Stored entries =

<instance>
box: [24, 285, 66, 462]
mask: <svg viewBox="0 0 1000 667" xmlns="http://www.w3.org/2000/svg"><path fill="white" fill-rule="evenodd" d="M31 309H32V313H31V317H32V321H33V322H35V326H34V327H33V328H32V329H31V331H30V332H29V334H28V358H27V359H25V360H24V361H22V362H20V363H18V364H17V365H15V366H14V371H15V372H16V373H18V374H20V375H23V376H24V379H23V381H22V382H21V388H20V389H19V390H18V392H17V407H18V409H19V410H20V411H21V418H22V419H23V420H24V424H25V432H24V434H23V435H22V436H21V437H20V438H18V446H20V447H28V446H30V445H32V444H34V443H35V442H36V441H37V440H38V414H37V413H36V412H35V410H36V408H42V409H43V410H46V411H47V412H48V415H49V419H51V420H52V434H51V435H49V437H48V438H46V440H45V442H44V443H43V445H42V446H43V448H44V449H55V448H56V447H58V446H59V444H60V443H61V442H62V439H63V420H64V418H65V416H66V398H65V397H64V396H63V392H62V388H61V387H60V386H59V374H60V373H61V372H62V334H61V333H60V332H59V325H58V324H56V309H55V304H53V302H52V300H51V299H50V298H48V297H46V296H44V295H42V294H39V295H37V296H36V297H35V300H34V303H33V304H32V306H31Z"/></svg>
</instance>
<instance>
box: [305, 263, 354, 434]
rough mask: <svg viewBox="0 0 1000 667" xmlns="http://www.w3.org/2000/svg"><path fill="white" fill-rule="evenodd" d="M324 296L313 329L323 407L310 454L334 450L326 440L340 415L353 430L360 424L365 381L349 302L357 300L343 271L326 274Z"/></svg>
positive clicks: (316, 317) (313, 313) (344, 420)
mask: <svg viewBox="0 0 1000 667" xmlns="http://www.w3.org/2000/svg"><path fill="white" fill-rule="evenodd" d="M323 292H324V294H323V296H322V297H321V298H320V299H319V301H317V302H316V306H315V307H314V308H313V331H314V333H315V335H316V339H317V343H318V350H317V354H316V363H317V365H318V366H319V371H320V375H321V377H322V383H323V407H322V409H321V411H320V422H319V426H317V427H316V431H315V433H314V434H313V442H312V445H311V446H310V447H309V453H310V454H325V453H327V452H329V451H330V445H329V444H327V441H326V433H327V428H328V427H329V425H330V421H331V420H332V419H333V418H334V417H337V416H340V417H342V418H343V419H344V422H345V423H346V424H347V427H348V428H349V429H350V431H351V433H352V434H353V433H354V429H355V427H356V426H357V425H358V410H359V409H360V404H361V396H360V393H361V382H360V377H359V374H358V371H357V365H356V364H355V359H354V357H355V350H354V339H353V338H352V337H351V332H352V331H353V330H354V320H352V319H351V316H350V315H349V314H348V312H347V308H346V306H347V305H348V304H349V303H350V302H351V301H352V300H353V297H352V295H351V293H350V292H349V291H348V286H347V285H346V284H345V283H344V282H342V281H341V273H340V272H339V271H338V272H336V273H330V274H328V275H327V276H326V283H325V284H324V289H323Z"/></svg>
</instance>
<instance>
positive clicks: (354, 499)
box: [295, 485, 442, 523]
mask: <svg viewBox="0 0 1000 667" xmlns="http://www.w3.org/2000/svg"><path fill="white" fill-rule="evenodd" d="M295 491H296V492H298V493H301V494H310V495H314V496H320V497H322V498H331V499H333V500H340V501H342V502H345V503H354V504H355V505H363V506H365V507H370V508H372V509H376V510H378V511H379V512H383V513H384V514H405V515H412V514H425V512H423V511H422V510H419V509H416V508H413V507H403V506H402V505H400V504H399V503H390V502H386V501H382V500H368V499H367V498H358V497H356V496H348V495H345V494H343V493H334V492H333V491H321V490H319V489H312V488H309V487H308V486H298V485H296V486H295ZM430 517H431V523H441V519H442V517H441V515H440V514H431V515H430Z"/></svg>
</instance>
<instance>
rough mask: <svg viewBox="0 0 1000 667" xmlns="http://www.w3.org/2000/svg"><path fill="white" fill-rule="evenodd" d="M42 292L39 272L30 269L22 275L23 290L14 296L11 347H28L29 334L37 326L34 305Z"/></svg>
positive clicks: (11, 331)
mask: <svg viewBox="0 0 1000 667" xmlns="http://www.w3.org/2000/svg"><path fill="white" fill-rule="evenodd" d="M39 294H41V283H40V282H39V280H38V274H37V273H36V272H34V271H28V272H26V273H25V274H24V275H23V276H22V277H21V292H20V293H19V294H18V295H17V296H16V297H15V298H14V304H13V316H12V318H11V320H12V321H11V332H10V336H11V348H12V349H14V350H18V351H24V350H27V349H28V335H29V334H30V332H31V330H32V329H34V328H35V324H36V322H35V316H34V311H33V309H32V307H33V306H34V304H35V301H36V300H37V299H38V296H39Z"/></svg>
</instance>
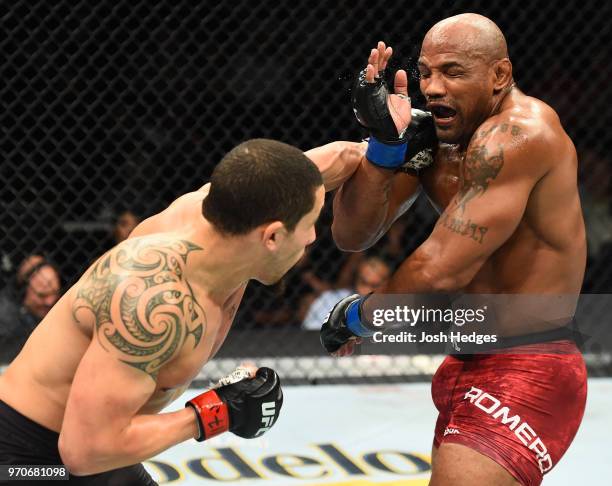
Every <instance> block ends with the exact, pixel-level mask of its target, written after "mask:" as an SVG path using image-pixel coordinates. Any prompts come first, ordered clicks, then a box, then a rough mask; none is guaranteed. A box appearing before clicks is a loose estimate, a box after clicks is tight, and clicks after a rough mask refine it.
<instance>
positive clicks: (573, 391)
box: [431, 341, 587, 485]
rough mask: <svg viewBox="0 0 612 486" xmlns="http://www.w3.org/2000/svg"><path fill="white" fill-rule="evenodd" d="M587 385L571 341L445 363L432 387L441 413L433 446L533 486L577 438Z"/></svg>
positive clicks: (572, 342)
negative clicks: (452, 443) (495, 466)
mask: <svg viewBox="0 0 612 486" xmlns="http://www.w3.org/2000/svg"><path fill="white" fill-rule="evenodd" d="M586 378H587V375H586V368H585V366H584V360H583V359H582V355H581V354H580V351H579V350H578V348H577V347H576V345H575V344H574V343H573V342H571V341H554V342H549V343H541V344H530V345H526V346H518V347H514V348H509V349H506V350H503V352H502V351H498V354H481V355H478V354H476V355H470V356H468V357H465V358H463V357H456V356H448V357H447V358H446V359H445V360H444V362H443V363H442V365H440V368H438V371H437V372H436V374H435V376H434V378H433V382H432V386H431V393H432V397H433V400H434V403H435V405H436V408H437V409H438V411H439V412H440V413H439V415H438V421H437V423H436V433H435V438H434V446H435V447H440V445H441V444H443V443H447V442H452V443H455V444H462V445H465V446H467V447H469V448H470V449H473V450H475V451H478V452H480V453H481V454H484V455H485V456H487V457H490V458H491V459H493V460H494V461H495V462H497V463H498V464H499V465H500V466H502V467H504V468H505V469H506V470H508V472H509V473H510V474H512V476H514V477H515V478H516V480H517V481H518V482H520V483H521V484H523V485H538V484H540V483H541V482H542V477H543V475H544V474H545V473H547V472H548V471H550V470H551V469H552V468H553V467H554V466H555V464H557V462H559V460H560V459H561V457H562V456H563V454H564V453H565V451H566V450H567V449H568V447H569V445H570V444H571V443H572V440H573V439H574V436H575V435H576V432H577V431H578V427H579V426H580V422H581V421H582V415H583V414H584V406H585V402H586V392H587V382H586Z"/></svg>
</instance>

What you are asked to do = A word-for-word restatement of all the lines above is needed, with the pictures omitted.

Finished task =
<instance>
box: [24, 285, 66, 462]
mask: <svg viewBox="0 0 1000 667" xmlns="http://www.w3.org/2000/svg"><path fill="white" fill-rule="evenodd" d="M31 309H32V313H31V317H32V321H33V322H35V326H34V327H33V328H32V329H31V331H30V332H29V334H28V358H27V359H25V360H24V361H22V362H20V363H18V364H17V365H15V366H14V371H15V372H16V373H18V374H20V375H23V376H24V379H23V381H22V382H21V388H20V389H19V390H18V392H17V407H18V409H19V410H20V411H21V418H22V419H23V420H24V424H25V432H24V434H23V435H22V436H21V437H20V438H18V446H20V447H28V446H30V445H32V444H34V443H35V442H36V441H37V440H38V414H37V413H36V412H35V410H36V408H42V409H43V410H46V411H47V412H48V415H49V419H51V420H52V434H51V435H49V437H48V438H46V440H45V442H44V443H43V445H42V446H43V448H44V449H55V448H56V447H58V446H59V444H60V443H61V442H62V439H63V420H64V418H65V416H66V398H65V397H64V396H63V392H62V388H61V387H60V386H59V374H60V373H61V372H62V334H61V333H60V332H59V325H58V324H56V309H55V304H53V302H52V300H51V299H50V298H48V297H46V296H44V295H42V294H39V295H37V296H36V297H35V300H34V303H33V304H32V306H31Z"/></svg>
</instance>
<instance>
box: [305, 263, 354, 434]
rough mask: <svg viewBox="0 0 1000 667" xmlns="http://www.w3.org/2000/svg"><path fill="white" fill-rule="evenodd" d="M324 296L313 329L323 407L310 454L334 450L326 440L340 415L353 430L360 424L365 381L349 302L357 300L343 271L326 274Z"/></svg>
positive clicks: (316, 317) (313, 313) (344, 420)
mask: <svg viewBox="0 0 1000 667" xmlns="http://www.w3.org/2000/svg"><path fill="white" fill-rule="evenodd" d="M323 292H324V294H323V296H322V297H321V298H320V299H319V301H317V302H316V306H315V307H314V308H313V331H314V333H315V335H316V339H317V343H318V350H317V354H316V363H317V365H318V366H319V371H320V375H321V377H322V383H323V407H322V409H321V411H320V422H319V426H317V427H316V431H315V433H314V434H313V442H312V445H311V446H310V447H309V453H310V454H325V453H327V452H329V451H330V445H329V444H327V441H326V433H327V428H328V427H329V425H330V421H331V420H332V419H333V418H334V417H337V416H340V417H342V418H343V419H344V422H345V423H346V424H347V427H348V428H349V429H350V431H351V433H352V434H353V433H354V429H355V427H356V426H357V425H358V410H359V409H360V404H361V396H360V393H361V382H360V377H359V374H358V371H357V365H356V364H355V359H354V357H355V350H354V339H353V338H352V337H351V332H352V331H353V330H354V320H352V319H351V316H350V315H349V314H348V312H347V308H346V306H347V305H348V304H349V303H350V302H351V301H352V300H353V297H352V295H351V293H350V292H349V291H348V286H347V285H346V284H345V283H344V282H342V281H341V273H340V272H339V271H338V272H336V273H330V274H328V275H327V276H326V283H325V284H324V289H323Z"/></svg>
</instance>
<instance>
positive clicks: (354, 499)
box: [295, 485, 442, 523]
mask: <svg viewBox="0 0 1000 667" xmlns="http://www.w3.org/2000/svg"><path fill="white" fill-rule="evenodd" d="M295 491H296V492H298V493H301V494H310V495H314V496H320V497H322V498H331V499H333V500H340V501H342V502H345V503H354V504H355V505H363V506H365V507H370V508H372V509H376V510H378V511H379V512H383V513H384V514H405V515H412V514H425V512H423V511H422V510H419V509H416V508H413V507H403V506H402V505H400V504H399V503H390V502H386V501H382V500H368V499H367V498H358V497H356V496H348V495H345V494H343V493H334V492H333V491H321V490H319V489H312V488H309V487H308V486H298V485H296V486H295ZM430 517H431V523H441V519H442V517H441V515H440V514H431V515H430Z"/></svg>
</instance>
<instance>
rough mask: <svg viewBox="0 0 1000 667" xmlns="http://www.w3.org/2000/svg"><path fill="white" fill-rule="evenodd" d="M42 292L39 272L30 269L22 275L23 290L14 296L11 347H28L29 334L37 326L34 305Z"/></svg>
positive clicks: (11, 331)
mask: <svg viewBox="0 0 1000 667" xmlns="http://www.w3.org/2000/svg"><path fill="white" fill-rule="evenodd" d="M39 294H41V283H40V282H39V280H38V274H37V273H36V272H34V271H28V272H26V273H25V274H24V275H23V276H22V277H21V292H20V293H19V294H18V295H17V296H16V297H15V298H14V304H13V316H12V318H11V320H12V321H11V332H10V336H11V348H12V349H14V350H18V351H24V350H27V349H28V335H29V334H30V332H31V330H32V329H34V328H35V324H36V322H35V316H34V311H33V309H32V307H33V306H34V304H35V301H36V300H37V299H38V296H39Z"/></svg>
</instance>
Every <instance> block ends with the exact, pixel-level mask of its target, written after "mask:" as an SVG path using image-pixel coordinates. Any prompts come first, ordered clicks, then a box, then a rough mask; none is guaranteed. A box appearing before clicks is a loose estimate, a box after clicks is tight, and clicks after a rough mask refine it.
<instance>
positive clicks: (573, 391)
box: [431, 341, 587, 485]
rough mask: <svg viewBox="0 0 612 486" xmlns="http://www.w3.org/2000/svg"><path fill="white" fill-rule="evenodd" d="M587 385L571 341L445 363L432 387L441 413L433 446L533 486L577 438Z"/></svg>
positive clicks: (572, 342)
negative clicks: (452, 443) (495, 466)
mask: <svg viewBox="0 0 612 486" xmlns="http://www.w3.org/2000/svg"><path fill="white" fill-rule="evenodd" d="M586 378H587V375H586V368H585V366H584V360H583V359H582V355H581V354H580V351H579V350H578V348H577V347H576V345H575V344H574V343H573V342H571V341H554V342H549V343H541V344H530V345H526V346H518V347H514V348H509V349H506V350H503V352H502V351H498V354H481V355H478V354H476V355H470V356H468V357H465V358H463V357H456V356H448V357H447V358H446V359H445V360H444V362H443V363H442V365H440V368H438V371H437V372H436V374H435V376H434V378H433V382H432V386H431V393H432V397H433V400H434V403H435V405H436V408H437V409H438V411H439V412H440V413H439V415H438V421H437V423H436V433H435V438H434V446H435V447H440V445H441V444H443V443H447V442H452V443H455V444H462V445H465V446H467V447H469V448H470V449H473V450H475V451H478V452H480V453H481V454H484V455H485V456H487V457H490V458H491V459H493V460H494V461H495V462H497V463H498V464H499V465H500V466H502V467H504V468H505V469H506V470H508V472H509V473H510V474H512V476H514V477H515V478H516V480H517V481H518V482H520V483H521V484H523V485H538V484H540V483H541V482H542V477H543V475H544V474H545V473H547V472H548V471H550V470H551V469H552V468H553V467H554V466H555V464H557V462H559V460H560V459H561V457H562V456H563V454H564V453H565V451H566V450H567V449H568V447H569V445H570V444H571V443H572V440H573V439H574V436H575V435H576V432H577V431H578V427H579V426H580V422H581V421H582V415H583V414H584V406H585V402H586V392H587V382H586Z"/></svg>
</instance>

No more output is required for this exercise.